Direction — Pull out every line of the listing below that contains the word "slope", and copy each one in full.

* START Supplied records *

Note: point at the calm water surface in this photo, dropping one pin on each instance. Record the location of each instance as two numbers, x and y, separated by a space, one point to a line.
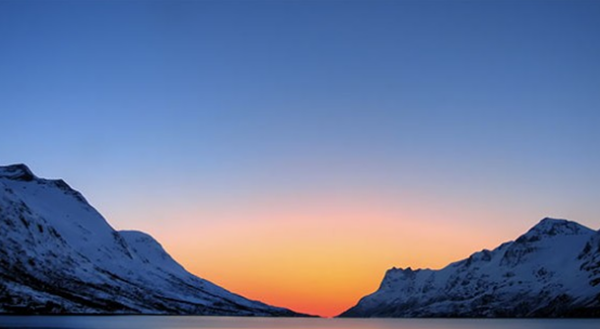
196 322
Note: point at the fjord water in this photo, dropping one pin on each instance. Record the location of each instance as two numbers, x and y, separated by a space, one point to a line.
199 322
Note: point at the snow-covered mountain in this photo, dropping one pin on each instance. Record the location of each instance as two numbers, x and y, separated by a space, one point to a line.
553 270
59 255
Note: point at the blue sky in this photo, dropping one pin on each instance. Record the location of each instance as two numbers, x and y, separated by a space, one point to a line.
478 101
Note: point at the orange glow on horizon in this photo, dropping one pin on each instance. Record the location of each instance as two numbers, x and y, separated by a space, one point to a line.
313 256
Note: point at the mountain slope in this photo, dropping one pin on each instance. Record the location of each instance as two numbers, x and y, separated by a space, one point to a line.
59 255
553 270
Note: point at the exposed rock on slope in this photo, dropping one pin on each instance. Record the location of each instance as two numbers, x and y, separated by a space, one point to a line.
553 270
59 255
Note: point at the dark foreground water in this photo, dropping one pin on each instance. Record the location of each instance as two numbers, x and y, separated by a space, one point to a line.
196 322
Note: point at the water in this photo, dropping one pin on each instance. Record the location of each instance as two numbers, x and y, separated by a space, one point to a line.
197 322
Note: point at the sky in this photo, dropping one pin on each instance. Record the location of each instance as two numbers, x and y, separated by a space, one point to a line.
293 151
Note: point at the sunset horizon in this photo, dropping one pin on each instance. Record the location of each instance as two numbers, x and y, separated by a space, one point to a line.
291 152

* END Supplied records *
* START Supplied records *

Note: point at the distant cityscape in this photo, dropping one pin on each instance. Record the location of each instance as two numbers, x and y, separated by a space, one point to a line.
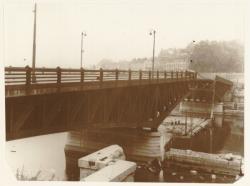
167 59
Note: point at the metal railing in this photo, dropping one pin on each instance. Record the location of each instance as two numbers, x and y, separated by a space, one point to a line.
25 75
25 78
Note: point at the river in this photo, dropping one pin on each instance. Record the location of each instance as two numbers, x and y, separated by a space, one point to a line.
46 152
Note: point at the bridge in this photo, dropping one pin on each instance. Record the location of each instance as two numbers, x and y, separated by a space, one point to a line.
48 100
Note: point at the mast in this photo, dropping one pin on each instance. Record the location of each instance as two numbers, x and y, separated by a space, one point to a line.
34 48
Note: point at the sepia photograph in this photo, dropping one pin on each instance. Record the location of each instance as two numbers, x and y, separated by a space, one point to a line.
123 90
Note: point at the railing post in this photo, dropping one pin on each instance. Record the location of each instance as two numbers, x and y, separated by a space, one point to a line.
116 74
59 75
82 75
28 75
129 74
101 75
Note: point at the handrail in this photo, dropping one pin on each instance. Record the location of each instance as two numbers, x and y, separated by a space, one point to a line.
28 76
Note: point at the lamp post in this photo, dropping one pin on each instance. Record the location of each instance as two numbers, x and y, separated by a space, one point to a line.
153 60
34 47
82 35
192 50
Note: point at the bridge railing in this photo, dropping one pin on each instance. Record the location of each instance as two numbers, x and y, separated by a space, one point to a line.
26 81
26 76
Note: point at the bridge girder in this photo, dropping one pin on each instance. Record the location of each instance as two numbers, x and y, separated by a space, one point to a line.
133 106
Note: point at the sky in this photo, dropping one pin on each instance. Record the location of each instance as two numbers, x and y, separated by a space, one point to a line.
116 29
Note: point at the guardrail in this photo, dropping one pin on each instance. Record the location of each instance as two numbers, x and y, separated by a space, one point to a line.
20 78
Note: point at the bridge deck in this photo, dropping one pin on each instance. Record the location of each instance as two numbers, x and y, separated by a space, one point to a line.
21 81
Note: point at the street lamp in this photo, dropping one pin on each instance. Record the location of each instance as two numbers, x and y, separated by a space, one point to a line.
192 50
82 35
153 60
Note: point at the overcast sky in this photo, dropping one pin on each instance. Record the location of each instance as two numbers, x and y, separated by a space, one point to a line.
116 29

* END Supplied records *

Exercise response —
Note: point at the mountain slope in this photo, dropping one pin on each instance. Record the location of each instance as two numbers, x and y, separated by a space, one point to a line.
Note: point at the exposed rock on slope in this photo, dropping one pin on each instance. Record the location of each instance as two numbers, x and y, separated by a space, one point to a line.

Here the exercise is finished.